Start of INPUT RECORDS

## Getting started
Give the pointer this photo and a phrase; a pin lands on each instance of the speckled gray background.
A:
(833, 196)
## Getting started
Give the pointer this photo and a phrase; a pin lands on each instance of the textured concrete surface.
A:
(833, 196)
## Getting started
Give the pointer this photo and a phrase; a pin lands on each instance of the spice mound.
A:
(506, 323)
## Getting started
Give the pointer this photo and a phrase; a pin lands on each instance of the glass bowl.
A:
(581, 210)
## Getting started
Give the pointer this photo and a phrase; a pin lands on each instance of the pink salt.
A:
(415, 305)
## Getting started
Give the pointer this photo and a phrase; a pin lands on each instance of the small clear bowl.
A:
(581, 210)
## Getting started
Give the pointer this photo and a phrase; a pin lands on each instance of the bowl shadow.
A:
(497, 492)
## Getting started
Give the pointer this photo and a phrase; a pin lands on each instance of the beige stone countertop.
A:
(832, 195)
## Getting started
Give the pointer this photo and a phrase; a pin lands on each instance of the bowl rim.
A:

End of INPUT RECORDS

WORK INSTRUCTIONS:
Would you restate all of the material, word for word?

WRITTEN ANSWER:
## Getting started
Give the pointer this photo and a phrase; a pin lands on each instance of the speckled gray background.
A:
(833, 196)
## Getting started
Give the pointer this photo and a phrase; a pin lands on each instance of the textured concrete surface.
A:
(833, 196)
## Getting started
Give the pointer this photo and a phrase; a pin lands on each instance of the spice mound.
A:
(506, 323)
## Getting started
Give the pointer this photo and a phrase; a pin lands on each instance of the glass bowl.
A:
(581, 210)
## Getting started
Give the pointer this photo and a phrase; a pin lands on each instance of the pink salt.
A:
(415, 305)
## Getting started
Give the pointer this photo and a phrase; a pin lands on each instance of the small clear bowl.
A:
(581, 210)
## Getting started
Give the pointer this photo and a phrase; a pin lands on each instance of the bowl shadow.
A:
(497, 492)
## Getting started
Give the pointer this photo and a phrase; a pin lands on each instance of the beige stone countertop.
A:
(832, 195)
## Getting started
Give the pointer this photo and a phrase; a pin lands on each instance of the bowl rim.
A:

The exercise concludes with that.